> _Task requirements_: List every line of the data below that contains the word "white".

> _Entries supplied_:
↓

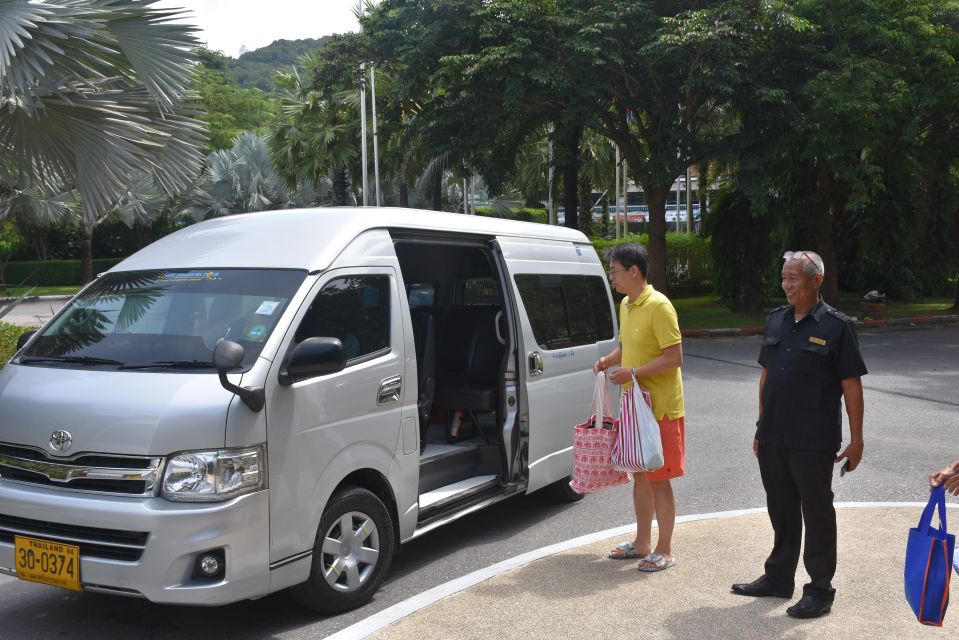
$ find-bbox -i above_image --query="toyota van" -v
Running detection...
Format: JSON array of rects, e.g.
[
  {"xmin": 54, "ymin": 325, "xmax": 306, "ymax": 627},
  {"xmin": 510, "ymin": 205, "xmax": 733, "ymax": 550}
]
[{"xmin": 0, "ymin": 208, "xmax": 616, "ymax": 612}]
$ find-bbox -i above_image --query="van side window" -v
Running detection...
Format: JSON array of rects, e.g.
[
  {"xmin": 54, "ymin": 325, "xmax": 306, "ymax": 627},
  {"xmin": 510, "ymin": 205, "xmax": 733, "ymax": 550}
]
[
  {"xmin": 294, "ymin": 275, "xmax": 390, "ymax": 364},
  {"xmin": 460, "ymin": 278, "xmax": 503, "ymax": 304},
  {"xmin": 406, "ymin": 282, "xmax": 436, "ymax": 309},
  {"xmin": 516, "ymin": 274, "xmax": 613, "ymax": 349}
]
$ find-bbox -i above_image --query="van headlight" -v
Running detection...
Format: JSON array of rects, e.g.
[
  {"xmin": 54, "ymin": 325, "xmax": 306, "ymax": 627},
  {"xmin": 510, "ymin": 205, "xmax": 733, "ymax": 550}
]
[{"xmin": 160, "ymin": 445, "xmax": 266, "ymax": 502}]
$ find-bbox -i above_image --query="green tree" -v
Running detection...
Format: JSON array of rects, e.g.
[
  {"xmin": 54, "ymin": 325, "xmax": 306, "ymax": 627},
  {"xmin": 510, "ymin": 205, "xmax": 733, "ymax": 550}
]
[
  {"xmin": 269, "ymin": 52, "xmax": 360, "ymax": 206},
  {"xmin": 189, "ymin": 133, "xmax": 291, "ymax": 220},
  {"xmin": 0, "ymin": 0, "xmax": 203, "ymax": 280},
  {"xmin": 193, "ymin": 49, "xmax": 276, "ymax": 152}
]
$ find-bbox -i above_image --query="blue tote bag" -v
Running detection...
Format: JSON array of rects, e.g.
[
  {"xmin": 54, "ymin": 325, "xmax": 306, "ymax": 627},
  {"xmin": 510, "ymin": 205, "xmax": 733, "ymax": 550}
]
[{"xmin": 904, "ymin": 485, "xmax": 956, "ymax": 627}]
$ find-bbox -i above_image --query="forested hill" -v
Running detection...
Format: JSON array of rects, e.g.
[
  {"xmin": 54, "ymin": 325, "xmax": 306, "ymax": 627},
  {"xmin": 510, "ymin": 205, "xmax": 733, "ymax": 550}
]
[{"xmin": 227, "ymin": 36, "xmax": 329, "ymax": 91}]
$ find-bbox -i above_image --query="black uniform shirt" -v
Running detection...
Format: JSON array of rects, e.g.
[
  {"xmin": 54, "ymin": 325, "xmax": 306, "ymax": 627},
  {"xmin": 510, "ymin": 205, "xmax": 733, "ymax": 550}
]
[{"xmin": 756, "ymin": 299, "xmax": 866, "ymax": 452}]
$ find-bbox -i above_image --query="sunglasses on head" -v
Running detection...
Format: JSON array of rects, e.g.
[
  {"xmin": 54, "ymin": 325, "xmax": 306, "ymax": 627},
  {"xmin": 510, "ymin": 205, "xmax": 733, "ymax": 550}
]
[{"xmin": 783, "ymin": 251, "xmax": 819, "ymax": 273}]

↑
↓

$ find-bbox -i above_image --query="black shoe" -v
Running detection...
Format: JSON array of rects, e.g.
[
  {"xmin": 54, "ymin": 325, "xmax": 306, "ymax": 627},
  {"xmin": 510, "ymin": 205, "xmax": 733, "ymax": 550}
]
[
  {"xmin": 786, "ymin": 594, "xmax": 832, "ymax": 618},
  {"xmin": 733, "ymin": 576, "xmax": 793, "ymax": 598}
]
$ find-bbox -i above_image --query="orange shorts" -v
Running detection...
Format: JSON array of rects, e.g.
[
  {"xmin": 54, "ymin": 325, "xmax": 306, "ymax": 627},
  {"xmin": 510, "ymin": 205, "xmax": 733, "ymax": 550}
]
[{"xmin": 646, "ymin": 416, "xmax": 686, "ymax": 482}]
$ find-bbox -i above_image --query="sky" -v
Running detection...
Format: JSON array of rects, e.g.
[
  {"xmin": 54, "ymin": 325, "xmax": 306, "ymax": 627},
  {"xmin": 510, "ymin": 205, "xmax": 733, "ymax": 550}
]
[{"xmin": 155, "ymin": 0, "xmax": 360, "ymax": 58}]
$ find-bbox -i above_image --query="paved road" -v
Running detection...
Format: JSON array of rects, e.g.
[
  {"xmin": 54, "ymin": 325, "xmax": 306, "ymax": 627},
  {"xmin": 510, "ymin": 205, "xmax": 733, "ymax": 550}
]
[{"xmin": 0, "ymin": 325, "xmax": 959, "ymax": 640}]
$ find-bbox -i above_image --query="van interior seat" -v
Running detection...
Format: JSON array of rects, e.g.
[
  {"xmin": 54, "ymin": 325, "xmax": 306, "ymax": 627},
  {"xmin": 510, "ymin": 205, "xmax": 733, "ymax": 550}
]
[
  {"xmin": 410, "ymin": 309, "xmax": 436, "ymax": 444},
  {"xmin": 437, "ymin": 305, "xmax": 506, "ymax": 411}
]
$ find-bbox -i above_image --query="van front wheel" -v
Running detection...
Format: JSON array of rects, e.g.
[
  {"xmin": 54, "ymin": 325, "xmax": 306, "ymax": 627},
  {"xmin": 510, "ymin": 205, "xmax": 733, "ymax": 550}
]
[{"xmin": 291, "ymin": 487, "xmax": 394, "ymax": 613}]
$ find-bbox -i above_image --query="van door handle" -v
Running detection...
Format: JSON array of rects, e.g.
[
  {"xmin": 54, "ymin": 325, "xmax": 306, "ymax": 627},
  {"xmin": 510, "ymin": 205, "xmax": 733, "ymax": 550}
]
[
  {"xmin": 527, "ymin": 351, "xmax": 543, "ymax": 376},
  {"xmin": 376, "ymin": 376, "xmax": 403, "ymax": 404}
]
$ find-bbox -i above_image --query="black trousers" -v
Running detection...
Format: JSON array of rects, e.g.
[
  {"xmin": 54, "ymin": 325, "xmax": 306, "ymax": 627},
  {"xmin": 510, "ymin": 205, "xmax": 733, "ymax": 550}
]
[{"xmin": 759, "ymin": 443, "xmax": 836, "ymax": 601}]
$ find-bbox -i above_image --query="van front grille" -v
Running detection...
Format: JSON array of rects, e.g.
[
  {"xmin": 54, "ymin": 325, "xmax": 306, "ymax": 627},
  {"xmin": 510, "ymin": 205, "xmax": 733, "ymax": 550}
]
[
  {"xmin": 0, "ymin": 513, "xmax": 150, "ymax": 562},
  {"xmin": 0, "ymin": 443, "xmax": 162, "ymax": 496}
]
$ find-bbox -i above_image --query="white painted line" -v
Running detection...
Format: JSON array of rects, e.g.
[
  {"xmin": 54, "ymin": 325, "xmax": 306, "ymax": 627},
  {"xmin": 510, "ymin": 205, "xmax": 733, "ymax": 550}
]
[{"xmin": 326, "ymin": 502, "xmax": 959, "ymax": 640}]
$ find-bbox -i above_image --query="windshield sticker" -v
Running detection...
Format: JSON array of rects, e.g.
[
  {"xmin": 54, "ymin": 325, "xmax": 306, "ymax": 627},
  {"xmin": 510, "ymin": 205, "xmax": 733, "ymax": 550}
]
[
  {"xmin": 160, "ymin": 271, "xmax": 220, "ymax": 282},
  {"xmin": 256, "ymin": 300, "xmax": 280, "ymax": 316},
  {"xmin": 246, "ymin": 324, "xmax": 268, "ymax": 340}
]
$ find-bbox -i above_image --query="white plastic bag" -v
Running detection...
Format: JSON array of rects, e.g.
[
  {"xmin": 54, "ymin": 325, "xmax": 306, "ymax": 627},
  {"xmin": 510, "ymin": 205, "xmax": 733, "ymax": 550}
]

↑

> _Right answer_:
$ find-bbox -i above_image --query="white painted line" -v
$ find-bbox -i above_image --query="white plastic bag" -v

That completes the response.